Document:
· · ·
As a teacher now, I feel teaching in class room and overseeing the students at such moments of crises are equally important responsibilities. Besides, both these roles and responsibilities complement each other. To a teacher, the first day of the session may be like any other day. But, to the student, it is a new day and an alien moment. If he/she (student) finds that the teacher’s protection is there for him/her in some form or other, the school or college soon turns into his/her natural home. I feel proud that my teacher Bipan knew it very well from his experience without undergoing any formal teacher training course.

There were many incidents, when he would be so protective of us! I remember, while defending the claim of one of our batch mates, how he had to fight with another senior teacher in the centre once resulting in a strained relation. Similarly, he was a very hard task master.

Once I had to present a seminar on the Quit India Movement in Orissa. The date was fixed. But, before the due date, as the guid,e he found my preparation to be lacking academic rigour and was below his expectations. It was because I had not taken the task seriously and sincerely. This made him so angry and harsh that it became a kind of nightmare for me for many days. He was always on time and would be very angry on us if we were not. If he was late, he would beg apology like a small child. If he could not see the draft as per his promise, he would say ‘sorry’ like a guilty man. Then he would narrate why could not keep his word. All these would make a student so free that debating and arguing with him was no issue.
· · ·
Entries supplied:
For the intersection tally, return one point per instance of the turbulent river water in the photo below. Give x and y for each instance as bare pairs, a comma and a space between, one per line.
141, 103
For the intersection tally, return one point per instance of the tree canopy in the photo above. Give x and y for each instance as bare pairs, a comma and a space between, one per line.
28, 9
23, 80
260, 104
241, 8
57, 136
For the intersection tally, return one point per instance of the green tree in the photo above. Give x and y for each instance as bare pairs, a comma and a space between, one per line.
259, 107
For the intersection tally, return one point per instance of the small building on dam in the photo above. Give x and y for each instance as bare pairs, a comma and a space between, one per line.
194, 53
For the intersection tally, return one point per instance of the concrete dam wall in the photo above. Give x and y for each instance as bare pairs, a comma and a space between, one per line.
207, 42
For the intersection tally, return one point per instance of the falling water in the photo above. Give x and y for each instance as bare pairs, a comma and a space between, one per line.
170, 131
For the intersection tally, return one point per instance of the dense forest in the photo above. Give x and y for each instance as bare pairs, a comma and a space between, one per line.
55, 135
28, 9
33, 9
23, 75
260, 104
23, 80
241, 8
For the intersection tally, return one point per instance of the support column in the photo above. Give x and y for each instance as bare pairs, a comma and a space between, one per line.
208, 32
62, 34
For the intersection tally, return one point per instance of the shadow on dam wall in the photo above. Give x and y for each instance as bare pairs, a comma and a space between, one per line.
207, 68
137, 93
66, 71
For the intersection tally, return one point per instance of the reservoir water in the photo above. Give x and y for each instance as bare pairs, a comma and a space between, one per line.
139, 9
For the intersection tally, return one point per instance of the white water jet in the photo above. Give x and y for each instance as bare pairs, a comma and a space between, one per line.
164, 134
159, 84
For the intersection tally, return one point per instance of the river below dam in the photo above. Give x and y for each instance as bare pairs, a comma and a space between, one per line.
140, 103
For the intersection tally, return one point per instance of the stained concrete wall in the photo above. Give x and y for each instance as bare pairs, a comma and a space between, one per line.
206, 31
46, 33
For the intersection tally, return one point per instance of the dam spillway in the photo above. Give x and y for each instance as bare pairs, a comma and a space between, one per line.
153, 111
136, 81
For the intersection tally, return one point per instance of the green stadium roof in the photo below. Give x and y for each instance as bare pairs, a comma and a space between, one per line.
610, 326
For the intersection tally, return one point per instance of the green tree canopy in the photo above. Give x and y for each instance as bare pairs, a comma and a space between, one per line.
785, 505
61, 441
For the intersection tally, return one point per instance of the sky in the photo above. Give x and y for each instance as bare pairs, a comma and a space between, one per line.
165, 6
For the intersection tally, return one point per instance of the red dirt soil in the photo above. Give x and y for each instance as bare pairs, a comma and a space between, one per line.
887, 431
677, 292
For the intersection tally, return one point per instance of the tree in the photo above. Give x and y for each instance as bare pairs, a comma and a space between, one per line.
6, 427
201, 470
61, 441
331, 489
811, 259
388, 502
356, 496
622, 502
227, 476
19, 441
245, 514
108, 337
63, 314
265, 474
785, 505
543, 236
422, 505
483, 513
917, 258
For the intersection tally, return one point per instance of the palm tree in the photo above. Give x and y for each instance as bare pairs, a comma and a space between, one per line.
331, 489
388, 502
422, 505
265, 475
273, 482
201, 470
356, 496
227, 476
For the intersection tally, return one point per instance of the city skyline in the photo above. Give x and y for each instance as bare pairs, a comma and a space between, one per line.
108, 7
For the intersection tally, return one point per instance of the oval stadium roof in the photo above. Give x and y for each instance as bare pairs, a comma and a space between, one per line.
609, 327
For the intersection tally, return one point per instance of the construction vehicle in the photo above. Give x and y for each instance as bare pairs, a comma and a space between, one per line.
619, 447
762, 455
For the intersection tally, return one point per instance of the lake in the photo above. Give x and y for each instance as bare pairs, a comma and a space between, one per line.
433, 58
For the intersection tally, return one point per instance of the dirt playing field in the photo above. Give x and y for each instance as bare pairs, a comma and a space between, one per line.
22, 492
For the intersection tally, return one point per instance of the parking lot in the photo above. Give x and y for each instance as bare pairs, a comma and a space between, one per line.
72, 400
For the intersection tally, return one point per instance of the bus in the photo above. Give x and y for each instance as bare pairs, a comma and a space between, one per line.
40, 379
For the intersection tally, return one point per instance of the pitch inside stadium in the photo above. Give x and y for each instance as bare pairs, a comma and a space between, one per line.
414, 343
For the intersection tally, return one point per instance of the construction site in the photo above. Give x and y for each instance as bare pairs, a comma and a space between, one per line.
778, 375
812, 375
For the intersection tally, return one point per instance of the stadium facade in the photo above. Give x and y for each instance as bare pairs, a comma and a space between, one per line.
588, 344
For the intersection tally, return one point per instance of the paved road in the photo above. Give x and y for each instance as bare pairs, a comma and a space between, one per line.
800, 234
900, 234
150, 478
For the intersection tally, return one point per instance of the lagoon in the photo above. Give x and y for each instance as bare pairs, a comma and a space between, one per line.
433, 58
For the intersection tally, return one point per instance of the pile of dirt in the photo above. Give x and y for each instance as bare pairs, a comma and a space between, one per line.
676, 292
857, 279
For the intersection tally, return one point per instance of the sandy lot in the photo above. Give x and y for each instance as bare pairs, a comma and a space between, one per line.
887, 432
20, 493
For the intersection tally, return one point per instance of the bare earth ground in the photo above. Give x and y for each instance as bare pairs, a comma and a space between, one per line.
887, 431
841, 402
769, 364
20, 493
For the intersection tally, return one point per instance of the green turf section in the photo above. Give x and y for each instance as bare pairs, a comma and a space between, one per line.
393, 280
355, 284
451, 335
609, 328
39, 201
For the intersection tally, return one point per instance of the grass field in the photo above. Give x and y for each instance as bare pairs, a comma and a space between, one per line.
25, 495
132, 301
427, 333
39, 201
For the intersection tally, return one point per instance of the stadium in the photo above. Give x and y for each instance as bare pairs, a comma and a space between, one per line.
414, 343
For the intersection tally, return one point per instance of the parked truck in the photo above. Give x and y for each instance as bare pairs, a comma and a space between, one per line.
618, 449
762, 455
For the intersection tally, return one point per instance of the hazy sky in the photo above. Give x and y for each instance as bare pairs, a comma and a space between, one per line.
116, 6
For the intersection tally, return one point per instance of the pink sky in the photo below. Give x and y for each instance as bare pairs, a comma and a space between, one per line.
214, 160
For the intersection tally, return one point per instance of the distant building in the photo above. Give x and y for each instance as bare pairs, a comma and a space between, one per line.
· · ·
Goals:
• A. Reproduce the passage about Bipan from "As a teacher" to "teacher training course.", with the wording unchanged.
• B. Report each line of the listing that contains the string "site", treating case as significant.
The passage about Bipan and the listing come from unrelated sources.

The replies:
• A.
As a teacher now, I feel teaching in class room and overseeing the students at such moments of crises are equally important responsibilities. Besides, both these roles and responsibilities complement each other. To a teacher, the first day of the session may be like any other day. But, to the student, it is a new day and an alien moment. If he/she (student) finds that the teacher’s protection is there for him/her in some form or other, the school or college soon turns into his/her natural home. I feel proud that my teacher Bipan knew it very well from his experience without undergoing any formal teacher training course.

• B.
For the intersection tally, return one point per instance of the construction site in the photo above. Give x and y for each instance as bare pairs, a comma and a space between, one per line.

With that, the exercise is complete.